- **Document text**
════
Why in pulseless VT defibrillaton given although in pulseless electrical activity is non shockable rhythm

why in pulseless VT defibrillaton given although in pulseless electrical activity is non shockable rhythm

In cardiac arrest situations, the rhythm of the heart can be classified into shockable and non-shockable rhythms. Ventricular tachycardia (VT) without a pulse is considered a shockable rhythm, while pulseless electrical activity (PEA) is classified as a non-shockable rhythm. The distinction between shockable and non-shockable rhythms is important in determining the appropriate treatment.

Defibrillation, which involves delivering an electric shock to the heart, is primarily indicated for shockable rhythms, such as pulseless VT and ventricular fibrillation (VF). These are abnormal rhythms characterized by chaotic electrical activity in the ventricles, resulting in ineffective pumping of blood. The goal of defibrillation is to restore a normal rhythm by depolarizing the myocardium and allowing the heart’s natural pacemaker to regain control.

On the other hand, non-shockable rhythms, including PEA, are characterized by organized electrical activity in the heart but without effective mechanical pumping. In PEA, there is sufficient electrical activity, but the heart is unable to generate an adequate pulse or blood pressure. Non-shockable rhythms like PEA are typically caused by underlying factors such as severe hypovolemia, tension pneumothorax, cardiac tamponade, or profound metabolic disturbances.

In cases of PEA, the treatment focuses on identifying and addressing the underlying cause, rather than defibrillation. This involves performing high-quality cardiopulmonary resuscitation (CPR), administering medications, addressing reversible causes, and providing appropriate supportive care.

Therefore, defibrillation is indicated in pulseless VT because it is considered a shockable rhythm, while PEA, despite the absence of a pulse, requires a different approach as it is a non-shockable rhythm. It is important for healthcare professionals to accurately identify the rhythm and follow the appropriate guidelines and protocols for the management of each specific rhythm during cardiac arrest.
════
- **Image-grounded pointing data**
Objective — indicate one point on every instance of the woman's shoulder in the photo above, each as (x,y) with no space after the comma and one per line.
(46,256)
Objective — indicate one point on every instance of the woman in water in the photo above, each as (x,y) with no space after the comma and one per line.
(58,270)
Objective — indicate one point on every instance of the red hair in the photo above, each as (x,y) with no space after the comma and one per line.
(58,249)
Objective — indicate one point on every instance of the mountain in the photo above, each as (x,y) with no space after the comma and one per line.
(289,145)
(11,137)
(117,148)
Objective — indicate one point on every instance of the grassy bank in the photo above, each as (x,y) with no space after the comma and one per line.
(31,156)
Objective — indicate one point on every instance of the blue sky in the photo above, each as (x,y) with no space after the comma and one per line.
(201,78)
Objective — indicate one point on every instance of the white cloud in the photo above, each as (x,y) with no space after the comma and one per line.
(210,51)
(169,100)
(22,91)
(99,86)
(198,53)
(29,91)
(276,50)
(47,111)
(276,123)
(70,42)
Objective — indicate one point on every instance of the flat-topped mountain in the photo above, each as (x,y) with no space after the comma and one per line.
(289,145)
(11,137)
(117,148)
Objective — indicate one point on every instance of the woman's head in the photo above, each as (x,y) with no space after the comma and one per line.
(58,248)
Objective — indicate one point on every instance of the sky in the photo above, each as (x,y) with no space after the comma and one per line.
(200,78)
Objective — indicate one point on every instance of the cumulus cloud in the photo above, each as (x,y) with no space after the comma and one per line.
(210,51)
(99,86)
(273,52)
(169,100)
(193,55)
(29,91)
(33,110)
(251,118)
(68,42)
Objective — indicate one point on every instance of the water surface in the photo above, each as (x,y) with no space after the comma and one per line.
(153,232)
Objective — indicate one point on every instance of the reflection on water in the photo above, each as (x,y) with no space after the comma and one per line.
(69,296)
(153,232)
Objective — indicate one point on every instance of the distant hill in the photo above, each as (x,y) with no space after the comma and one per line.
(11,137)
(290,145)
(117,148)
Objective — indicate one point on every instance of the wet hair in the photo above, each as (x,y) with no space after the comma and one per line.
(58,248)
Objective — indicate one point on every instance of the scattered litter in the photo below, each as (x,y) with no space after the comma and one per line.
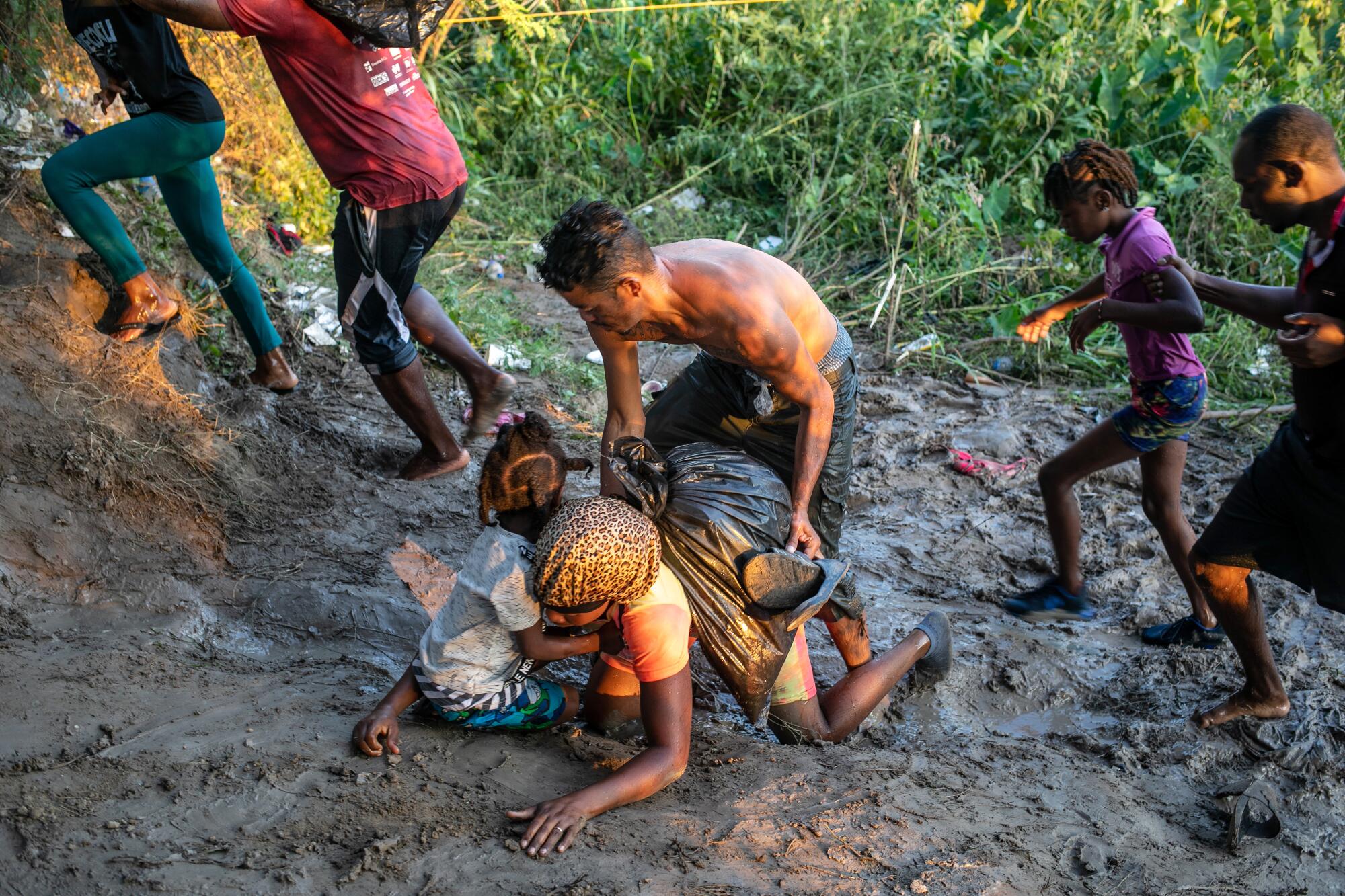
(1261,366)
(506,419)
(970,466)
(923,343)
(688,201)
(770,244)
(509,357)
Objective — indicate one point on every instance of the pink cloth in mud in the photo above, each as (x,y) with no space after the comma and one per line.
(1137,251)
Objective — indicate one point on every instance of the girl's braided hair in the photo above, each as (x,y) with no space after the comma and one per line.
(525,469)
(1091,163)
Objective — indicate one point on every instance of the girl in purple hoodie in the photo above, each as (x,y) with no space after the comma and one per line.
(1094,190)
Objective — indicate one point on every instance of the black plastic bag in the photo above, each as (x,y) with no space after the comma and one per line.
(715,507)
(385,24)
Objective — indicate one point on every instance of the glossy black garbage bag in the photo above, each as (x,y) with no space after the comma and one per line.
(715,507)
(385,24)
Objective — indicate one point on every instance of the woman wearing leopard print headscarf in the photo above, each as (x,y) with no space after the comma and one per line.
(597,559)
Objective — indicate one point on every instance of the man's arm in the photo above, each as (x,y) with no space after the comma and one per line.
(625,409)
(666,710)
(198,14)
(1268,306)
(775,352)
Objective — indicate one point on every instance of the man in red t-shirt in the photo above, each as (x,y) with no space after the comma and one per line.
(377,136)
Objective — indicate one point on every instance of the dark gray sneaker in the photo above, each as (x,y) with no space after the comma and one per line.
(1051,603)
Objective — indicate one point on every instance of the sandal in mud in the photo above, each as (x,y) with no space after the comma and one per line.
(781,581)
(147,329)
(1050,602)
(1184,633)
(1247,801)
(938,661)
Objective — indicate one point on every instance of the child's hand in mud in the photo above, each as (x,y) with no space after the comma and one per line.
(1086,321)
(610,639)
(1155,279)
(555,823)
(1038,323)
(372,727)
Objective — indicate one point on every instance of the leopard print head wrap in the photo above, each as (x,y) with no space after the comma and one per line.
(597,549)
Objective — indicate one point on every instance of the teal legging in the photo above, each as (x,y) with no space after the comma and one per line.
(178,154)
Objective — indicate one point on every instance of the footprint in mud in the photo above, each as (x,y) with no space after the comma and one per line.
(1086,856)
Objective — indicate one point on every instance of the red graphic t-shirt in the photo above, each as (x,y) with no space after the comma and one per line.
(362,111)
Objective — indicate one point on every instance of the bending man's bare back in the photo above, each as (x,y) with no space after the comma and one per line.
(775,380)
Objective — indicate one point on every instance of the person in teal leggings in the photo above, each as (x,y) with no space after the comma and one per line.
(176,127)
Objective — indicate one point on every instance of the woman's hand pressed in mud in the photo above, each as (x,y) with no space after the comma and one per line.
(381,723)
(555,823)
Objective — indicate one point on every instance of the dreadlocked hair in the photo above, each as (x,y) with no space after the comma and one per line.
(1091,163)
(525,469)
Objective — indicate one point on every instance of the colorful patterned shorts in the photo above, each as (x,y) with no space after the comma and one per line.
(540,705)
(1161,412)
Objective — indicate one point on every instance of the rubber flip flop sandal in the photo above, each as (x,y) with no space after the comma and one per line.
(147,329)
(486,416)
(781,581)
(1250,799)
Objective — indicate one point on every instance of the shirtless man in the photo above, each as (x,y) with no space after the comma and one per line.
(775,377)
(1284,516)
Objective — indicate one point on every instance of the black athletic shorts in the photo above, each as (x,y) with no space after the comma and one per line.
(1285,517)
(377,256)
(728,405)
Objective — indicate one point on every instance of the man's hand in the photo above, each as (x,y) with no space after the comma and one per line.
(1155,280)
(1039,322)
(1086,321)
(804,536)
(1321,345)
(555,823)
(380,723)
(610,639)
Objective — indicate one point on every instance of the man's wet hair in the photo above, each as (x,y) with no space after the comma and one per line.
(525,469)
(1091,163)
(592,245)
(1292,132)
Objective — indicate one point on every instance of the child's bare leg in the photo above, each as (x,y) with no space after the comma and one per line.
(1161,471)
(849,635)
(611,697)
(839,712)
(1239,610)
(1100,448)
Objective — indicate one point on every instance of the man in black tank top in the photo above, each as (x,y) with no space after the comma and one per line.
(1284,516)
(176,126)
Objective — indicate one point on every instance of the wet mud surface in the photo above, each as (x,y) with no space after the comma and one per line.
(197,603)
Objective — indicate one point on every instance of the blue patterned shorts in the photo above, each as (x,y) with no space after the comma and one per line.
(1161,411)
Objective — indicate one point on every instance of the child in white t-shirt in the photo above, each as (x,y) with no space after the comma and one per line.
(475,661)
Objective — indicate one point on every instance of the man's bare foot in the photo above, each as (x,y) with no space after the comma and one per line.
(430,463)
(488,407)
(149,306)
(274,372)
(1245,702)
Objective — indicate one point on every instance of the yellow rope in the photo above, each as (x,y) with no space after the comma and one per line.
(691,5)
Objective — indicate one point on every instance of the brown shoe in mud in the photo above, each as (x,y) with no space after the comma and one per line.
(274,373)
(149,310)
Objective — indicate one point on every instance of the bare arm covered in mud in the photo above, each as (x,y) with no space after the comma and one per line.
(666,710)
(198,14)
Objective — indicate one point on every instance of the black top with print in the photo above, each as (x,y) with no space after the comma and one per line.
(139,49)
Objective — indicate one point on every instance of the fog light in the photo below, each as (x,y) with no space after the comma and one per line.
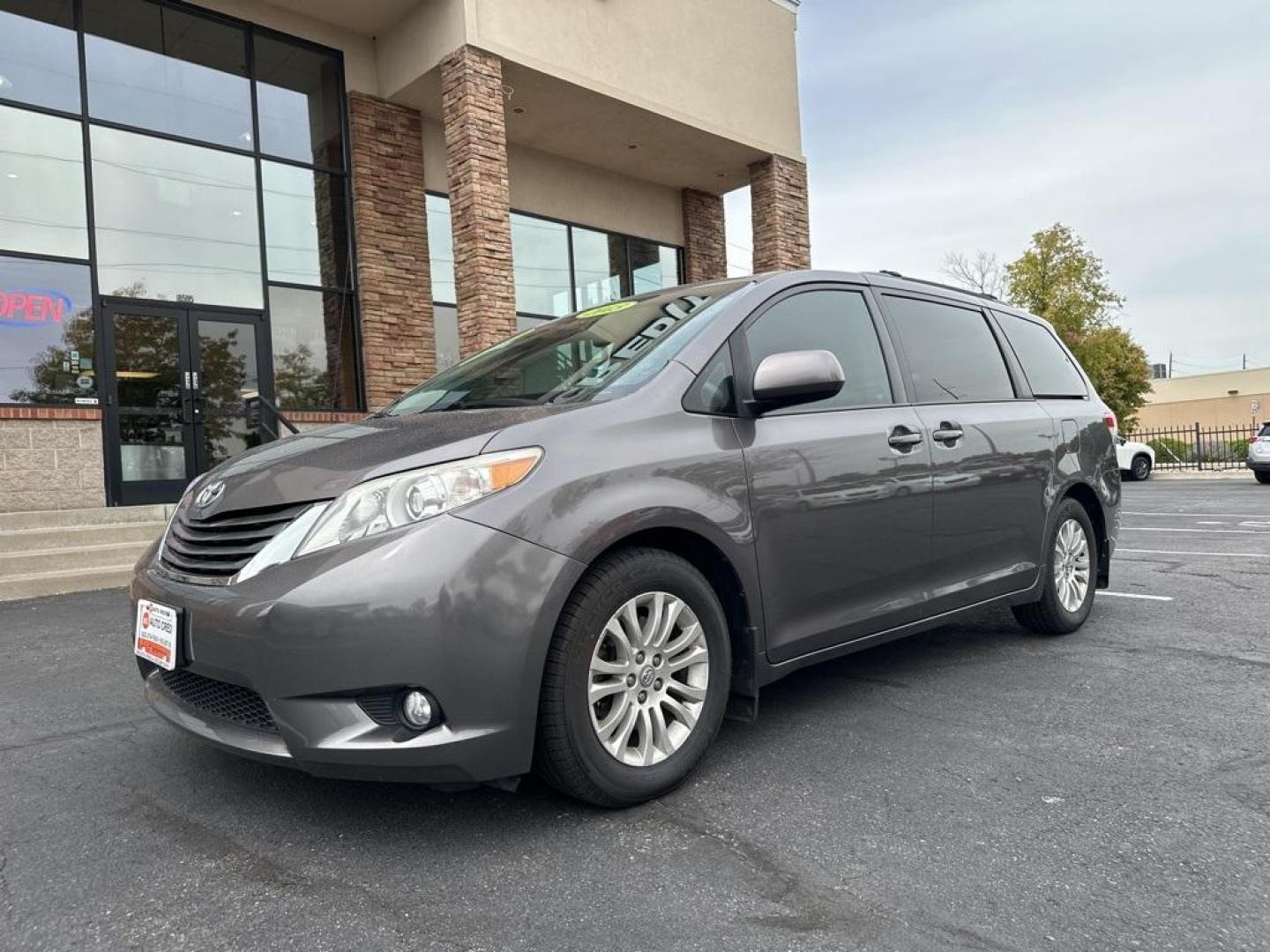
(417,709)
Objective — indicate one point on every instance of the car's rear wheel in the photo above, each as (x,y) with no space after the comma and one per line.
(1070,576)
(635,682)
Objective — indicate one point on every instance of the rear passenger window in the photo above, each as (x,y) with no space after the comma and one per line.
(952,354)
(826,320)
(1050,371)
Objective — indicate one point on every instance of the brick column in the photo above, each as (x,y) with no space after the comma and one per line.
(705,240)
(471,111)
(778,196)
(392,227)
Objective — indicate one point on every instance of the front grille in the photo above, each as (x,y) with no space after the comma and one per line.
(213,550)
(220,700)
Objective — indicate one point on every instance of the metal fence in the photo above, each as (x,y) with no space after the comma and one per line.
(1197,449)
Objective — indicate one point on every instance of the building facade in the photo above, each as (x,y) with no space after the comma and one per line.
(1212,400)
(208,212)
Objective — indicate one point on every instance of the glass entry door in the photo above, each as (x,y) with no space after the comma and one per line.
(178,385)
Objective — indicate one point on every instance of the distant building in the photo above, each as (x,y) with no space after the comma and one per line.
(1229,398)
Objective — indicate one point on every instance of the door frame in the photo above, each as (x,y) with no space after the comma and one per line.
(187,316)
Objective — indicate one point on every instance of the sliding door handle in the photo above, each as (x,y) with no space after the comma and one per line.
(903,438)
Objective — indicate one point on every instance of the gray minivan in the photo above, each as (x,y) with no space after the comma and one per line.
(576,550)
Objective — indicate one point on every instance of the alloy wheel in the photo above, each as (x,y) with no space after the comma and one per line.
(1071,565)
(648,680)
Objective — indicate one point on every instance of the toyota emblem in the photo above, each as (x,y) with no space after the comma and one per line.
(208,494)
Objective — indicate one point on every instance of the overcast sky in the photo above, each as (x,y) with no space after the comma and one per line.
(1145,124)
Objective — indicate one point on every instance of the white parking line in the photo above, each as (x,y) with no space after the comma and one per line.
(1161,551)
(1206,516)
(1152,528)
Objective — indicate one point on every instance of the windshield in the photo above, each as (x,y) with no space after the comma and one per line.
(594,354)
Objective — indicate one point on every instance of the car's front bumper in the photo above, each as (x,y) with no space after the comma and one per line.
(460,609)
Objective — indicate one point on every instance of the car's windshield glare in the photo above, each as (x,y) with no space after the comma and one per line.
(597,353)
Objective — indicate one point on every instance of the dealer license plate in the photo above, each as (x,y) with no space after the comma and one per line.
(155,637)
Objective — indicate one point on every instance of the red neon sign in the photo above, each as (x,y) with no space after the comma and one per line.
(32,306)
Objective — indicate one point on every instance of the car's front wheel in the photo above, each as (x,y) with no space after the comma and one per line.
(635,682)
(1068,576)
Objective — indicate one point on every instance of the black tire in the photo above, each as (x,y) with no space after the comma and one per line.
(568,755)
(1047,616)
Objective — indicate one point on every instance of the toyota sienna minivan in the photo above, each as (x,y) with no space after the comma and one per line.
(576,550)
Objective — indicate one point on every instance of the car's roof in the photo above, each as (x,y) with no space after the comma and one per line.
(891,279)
════
- **What you should do**
Retype the text on cardiac arrest rhythms word for word, from "On the other" up to and including "appropriate supportive care.". None of the records are needed here.

- **Answer space**
On the other hand, non-shockable rhythms, including PEA, are characterized by organized electrical activity in the heart but without effective mechanical pumping. In PEA, there is sufficient electrical activity, but the heart is unable to generate an adequate pulse or blood pressure. Non-shockable rhythms like PEA are typically caused by underlying factors such as severe hypovolemia, tension pneumothorax, cardiac tamponade, or profound metabolic disturbances.

In cases of PEA, the treatment focuses on identifying and addressing the underlying cause, rather than defibrillation. This involves performing high-quality cardiopulmonary resuscitation (CPR), administering medications, addressing reversible causes, and providing appropriate supportive care.